Extracted records
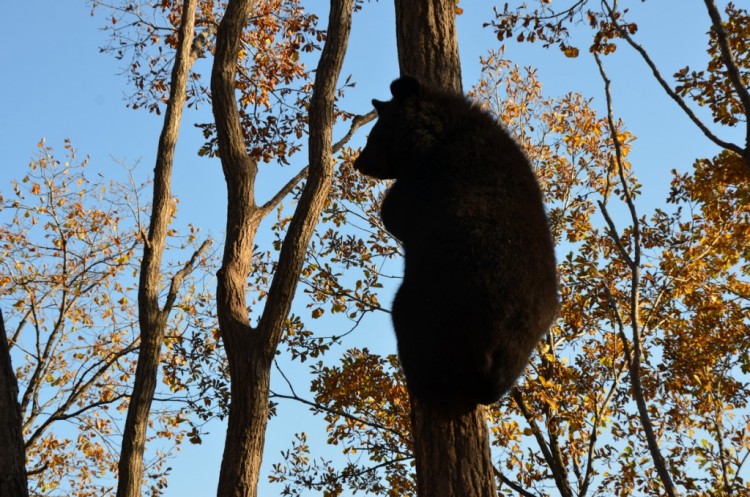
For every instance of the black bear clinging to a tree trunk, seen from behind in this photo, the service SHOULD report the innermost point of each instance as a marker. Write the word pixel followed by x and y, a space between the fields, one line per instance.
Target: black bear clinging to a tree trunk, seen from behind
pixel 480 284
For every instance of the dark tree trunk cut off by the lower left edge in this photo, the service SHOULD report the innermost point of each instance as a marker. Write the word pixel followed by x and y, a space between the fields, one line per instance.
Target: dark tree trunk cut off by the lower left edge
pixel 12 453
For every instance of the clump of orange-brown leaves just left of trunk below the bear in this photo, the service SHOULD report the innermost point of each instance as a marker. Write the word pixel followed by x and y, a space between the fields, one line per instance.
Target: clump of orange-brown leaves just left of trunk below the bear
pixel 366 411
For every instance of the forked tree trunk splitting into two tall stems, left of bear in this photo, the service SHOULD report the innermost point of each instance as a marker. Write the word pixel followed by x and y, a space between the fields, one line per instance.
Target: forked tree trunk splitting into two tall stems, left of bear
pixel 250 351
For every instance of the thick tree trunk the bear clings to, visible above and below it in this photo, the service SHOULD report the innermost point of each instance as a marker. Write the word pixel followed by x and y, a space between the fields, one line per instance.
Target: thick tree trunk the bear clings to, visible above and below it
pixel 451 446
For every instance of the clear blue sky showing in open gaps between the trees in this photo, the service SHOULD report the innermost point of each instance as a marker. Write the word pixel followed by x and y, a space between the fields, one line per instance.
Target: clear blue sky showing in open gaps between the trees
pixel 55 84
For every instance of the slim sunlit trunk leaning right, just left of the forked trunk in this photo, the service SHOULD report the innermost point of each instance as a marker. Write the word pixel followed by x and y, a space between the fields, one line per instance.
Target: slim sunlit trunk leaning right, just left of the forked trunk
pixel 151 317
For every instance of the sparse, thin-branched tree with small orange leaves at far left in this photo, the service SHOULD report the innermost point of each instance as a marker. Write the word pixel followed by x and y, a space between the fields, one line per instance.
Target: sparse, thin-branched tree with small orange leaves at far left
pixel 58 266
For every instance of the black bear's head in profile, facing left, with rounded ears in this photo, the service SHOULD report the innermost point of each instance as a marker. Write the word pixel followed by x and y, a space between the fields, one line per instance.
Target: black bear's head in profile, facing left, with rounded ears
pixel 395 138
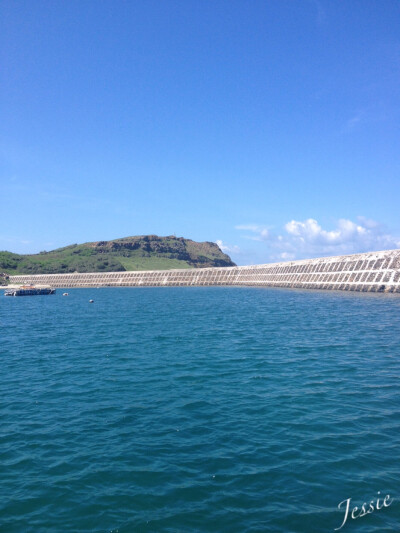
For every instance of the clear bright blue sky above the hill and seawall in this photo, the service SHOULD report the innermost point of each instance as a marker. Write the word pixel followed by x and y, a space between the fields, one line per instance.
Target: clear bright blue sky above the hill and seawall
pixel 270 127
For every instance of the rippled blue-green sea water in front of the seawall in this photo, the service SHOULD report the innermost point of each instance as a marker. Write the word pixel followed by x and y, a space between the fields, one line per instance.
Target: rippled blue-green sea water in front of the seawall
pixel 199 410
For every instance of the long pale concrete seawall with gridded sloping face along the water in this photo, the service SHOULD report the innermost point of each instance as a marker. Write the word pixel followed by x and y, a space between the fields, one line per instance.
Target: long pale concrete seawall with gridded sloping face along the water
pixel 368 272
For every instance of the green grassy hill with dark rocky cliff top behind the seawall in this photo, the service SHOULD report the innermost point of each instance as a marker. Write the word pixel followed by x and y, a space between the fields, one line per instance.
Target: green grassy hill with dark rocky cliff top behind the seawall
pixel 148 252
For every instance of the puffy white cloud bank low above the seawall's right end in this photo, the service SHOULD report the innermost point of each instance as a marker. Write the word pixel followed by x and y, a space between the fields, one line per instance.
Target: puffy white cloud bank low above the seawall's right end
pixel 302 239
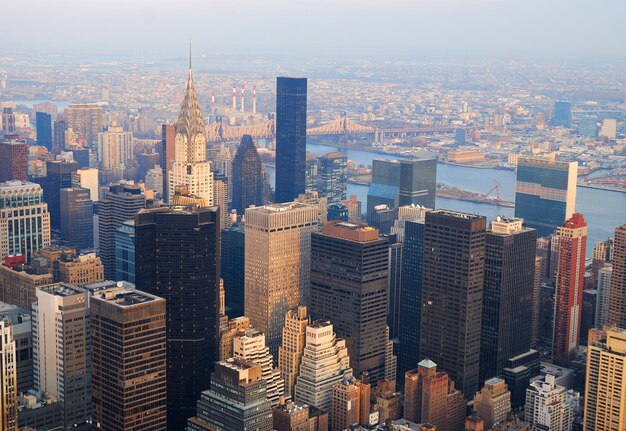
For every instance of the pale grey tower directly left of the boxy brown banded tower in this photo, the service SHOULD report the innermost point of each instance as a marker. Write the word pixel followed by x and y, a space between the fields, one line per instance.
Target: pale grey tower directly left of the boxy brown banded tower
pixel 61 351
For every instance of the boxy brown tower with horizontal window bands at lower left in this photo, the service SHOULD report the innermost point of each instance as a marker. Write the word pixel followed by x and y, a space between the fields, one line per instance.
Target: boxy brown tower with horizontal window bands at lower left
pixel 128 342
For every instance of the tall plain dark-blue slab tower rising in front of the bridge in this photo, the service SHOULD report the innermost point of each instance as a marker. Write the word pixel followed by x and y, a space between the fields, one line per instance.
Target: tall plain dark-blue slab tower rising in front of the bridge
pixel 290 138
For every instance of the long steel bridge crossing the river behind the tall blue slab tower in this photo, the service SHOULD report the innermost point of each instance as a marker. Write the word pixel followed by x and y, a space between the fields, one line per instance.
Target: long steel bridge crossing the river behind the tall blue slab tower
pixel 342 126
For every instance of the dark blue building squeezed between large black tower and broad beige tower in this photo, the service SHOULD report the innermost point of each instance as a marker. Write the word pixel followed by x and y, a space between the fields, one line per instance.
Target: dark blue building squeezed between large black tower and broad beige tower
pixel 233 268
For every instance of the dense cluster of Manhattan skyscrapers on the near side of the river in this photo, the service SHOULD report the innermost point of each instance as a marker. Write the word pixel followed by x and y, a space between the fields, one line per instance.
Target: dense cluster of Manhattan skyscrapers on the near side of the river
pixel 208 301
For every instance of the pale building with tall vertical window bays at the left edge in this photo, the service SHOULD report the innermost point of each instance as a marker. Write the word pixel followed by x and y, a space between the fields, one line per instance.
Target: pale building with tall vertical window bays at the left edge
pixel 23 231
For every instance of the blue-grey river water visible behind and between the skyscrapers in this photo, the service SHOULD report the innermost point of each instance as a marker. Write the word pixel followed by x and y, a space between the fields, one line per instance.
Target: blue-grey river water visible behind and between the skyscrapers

> [YOUR INSTRUCTIONS] Copy nothing but the lines above that run from the one with "For every instance of the slim" to the one with "For every instance of the rippled", ends included; pictures stay out.

> [ANSWER AREA]
For every instance of the slim sunlit trunk leaning right, just left of the forked trunk in this photo, the service SHOULD report the innermost point of each instance as a marker. Write the word pixel followed by x and y, a space between the fields, one line per instance.
Target: slim sunlit trunk leaning right, just left of the forked trunk
pixel 151 317
For every instance of the sparse, thin-branched tree with small orange leaves at far left in this photo, the service SHOULD report the innermost point of each instance as a marker. Write the word pixel followed by x and y, a space between the fields, one line per instance.
Target: sparse, thin-branched tree with small orange leaves at far left
pixel 58 266
For every instance of the black bear's head in profile, facing left, with rounded ears in this photo, the service SHOULD report the innermost point of each instance as a marker. Write the word pixel followed by x and y, a space between the fields, one line per instance.
Target: black bear's head in profile, facing left, with rounded ears
pixel 395 138
For every instance of the clear bright blue sky above the hill and seawall in this photo, the service SHOULD report the innermost point of each instance as a marker. Write the word pixel followed by x and y, a space between the fields, one line per instance.
Target: clear bright blue sky above the hill and seawall
pixel 270 127
For every instance of the rippled blue-green sea water in front of the seawall in this photo, the service SHOULD report the innermost point of each instance as a marker. Write the word pixel followed by x and y, a space between the fields, one line per instance.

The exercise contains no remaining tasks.